Extracted text.
..............................

The last stop for a groundbreaking designer
Mary Elizabeth Jane Colter scared people. Brusque, demanding, and with an incredibly clear vision of what she wanted, she was also a rarity, a trained female architect and designer in the late 19th century, a time when women worked behind the scenes of industry, if at all.
Colter was about 40 years old when the Fred Harvey Company hired her full-time in 1910. Fed up with disgusting train food, Fred Harvey created America’s first chain of restaurants, called Harvey House, where fresh comfort food was sold at railroad stations and aboard trains from coast to coast.
Info
Address Union Station, 800 N Alameda Street, Los Angeles, CA 90012, www.metro.net/about/art | Public Transport Any Metro train to Union Station | Getting there Paid on-site lot and metered street parking | Hours Harvey House is a stop on the free “Metro Art Moves” Union Station Art & Architecture tour, second Sunday of each month, 10:30am–12:30pm| Tip For a deeper dive into Native-American culture, scoot over to the Autry Museum of the American West (4700 Western Heritage Way, Los Angeles, CA 90027), which is filled with historical art and artifacts.
The last Harvey House built is in Los Angeles at the stunning Union Station, with a capacious and ravishing interior designed by Colter. Opened in 1939, it’s a manifestation of her 38 years as Harvey’s chief architect and decorator. Colter had her hand in every detail of the eatery: the Art Deco-style fixtures that masked the train speaker system, the streamline moderne lanterns and lights, the studs on the leather tulle banquet, the delicate bronze-colored circles on the mirrors in the bar evoking champagne bubbles, and the tile floor that mimics the pattern of a Navajo rug. The result is both lighthearted and serious.
Beyond his business ambitions, Harvey had a mission to bring respect to Native-American art and culture in an era when Native Americans were still referred to as savages. Colter was a perfect fit to execute his vision. She created close ties with the Hopi and Navajo tribes, and attended archeological digs, informing her designs. While other big cities were building in the neoclassical style, Colter was committed to vernacular architecture. The 19th-century patrons of Harvey House were thus exposed to the Native-American aesthetic as authentically American, beautiful, and meaningful, and Southwestern style was born – conceived by a private hospitality company with a woman at its helm.

..............................

What does the Harvey House text say between "Colter was about" and "coast to coast.", inclusive? Repeat that passage word for word. Use only the text about the Harvey House at Los Angeles Union Station.

..............................

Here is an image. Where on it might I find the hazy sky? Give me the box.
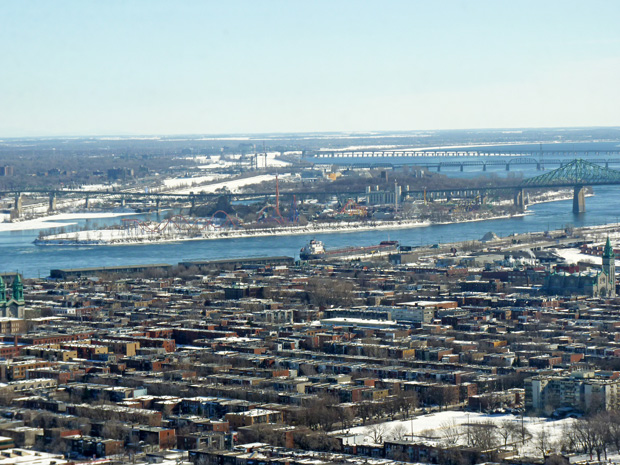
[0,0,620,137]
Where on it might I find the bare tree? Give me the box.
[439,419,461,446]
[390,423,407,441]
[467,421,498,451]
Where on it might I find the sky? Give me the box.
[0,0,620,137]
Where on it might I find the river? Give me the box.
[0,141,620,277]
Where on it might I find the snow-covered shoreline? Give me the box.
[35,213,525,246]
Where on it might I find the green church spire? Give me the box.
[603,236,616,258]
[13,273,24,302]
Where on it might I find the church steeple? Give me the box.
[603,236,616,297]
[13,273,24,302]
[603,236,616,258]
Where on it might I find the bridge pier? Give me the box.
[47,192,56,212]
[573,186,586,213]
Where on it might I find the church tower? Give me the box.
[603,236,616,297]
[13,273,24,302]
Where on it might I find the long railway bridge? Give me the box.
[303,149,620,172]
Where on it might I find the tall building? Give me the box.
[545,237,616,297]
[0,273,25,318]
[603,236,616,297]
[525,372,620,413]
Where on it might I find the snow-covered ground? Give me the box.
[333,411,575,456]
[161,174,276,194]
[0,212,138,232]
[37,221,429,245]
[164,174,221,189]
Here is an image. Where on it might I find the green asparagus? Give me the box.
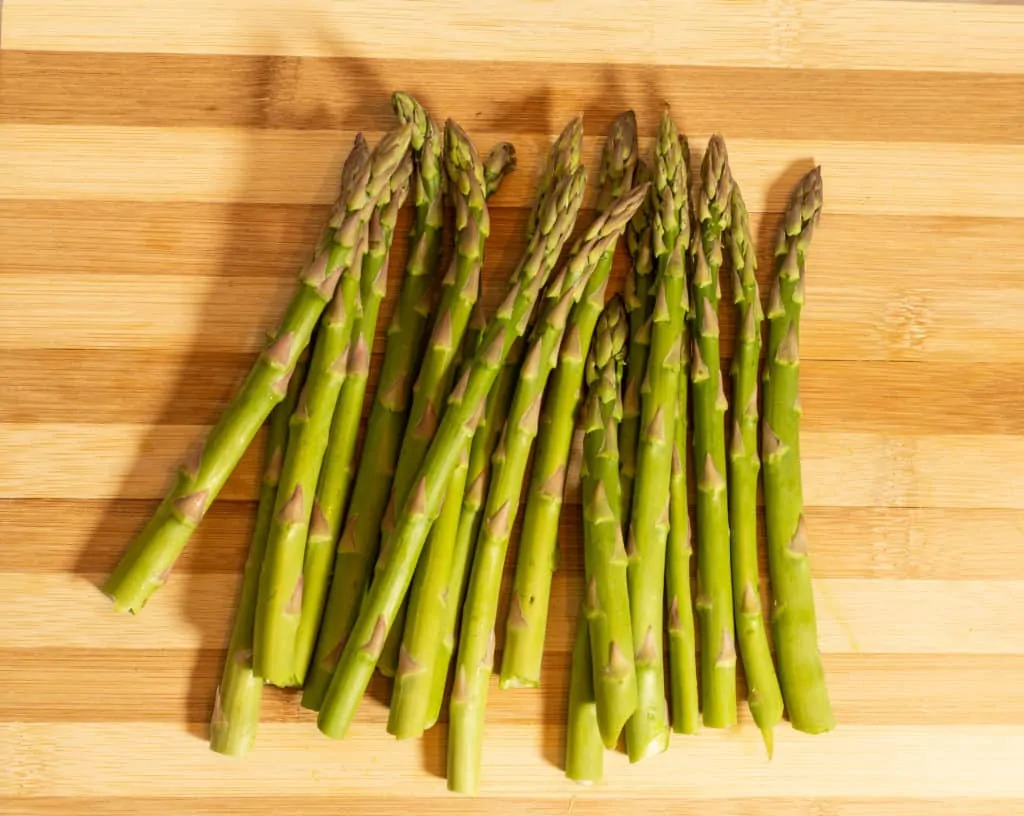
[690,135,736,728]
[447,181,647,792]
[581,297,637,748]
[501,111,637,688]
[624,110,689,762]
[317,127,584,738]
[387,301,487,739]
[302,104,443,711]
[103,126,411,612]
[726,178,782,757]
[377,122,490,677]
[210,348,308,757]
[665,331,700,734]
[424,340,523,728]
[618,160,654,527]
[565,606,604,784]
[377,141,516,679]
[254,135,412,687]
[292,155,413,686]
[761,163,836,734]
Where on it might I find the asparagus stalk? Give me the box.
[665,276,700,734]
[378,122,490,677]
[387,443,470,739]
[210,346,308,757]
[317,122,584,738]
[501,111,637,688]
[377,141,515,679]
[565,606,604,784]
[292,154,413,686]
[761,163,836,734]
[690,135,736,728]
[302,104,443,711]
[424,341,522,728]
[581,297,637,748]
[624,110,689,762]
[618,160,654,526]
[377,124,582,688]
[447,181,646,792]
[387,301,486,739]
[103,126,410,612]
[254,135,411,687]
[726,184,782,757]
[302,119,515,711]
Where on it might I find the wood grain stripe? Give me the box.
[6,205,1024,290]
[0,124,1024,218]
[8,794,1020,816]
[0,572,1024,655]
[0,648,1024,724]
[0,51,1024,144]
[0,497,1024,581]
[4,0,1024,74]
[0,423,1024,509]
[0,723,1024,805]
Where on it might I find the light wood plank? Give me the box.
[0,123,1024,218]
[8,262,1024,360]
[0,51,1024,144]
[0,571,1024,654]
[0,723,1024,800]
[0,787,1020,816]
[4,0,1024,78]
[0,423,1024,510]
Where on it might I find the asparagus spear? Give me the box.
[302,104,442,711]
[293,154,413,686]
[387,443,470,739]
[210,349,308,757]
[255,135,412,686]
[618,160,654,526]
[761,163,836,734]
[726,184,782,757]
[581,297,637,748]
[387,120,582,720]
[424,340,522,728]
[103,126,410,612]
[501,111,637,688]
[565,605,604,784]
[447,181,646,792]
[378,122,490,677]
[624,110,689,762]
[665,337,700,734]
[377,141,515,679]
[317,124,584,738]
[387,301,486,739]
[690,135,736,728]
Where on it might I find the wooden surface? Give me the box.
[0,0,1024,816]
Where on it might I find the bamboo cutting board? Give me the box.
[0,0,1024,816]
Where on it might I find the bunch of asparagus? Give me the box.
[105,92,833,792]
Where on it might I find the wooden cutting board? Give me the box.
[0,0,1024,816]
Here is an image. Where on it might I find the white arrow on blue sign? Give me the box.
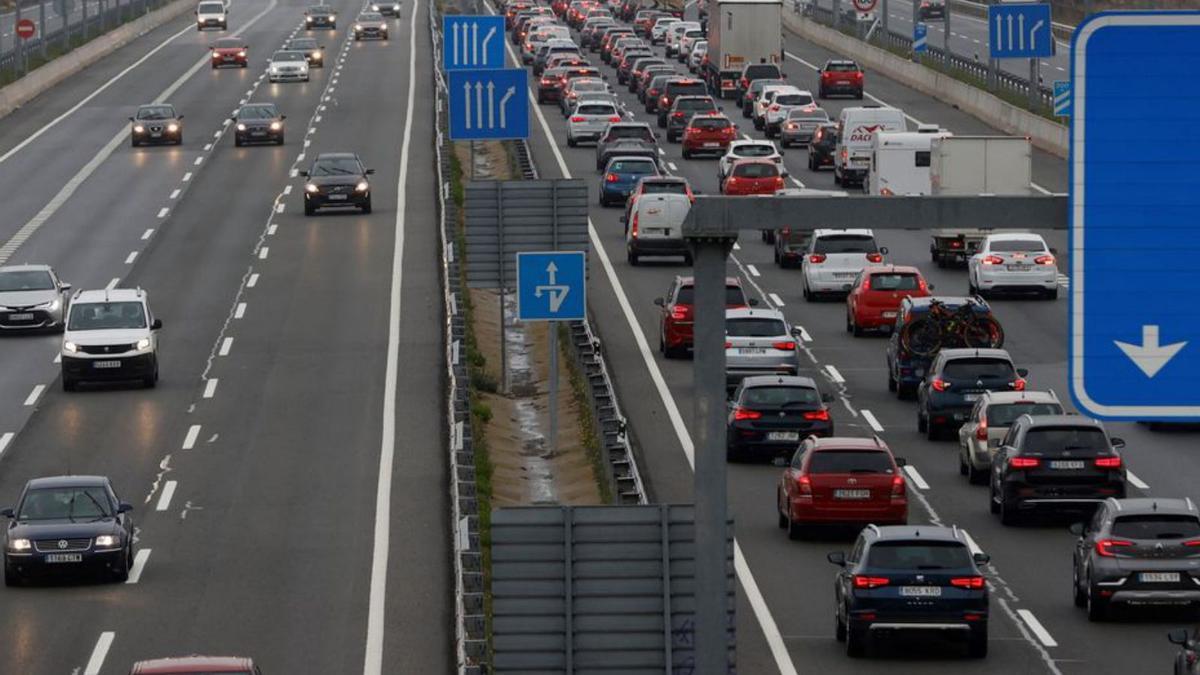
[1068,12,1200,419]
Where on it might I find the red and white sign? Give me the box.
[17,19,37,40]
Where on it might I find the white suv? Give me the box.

..............................

Response to the exercise.
Colter was about 40 years old when the Fred Harvey Company hired her full-time in 1910. Fed up with disgusting train food, Fred Harvey created America’s first chain of restaurants, called Harvey House, where fresh comfort food was sold at railroad stations and aboard trains from coast to coast.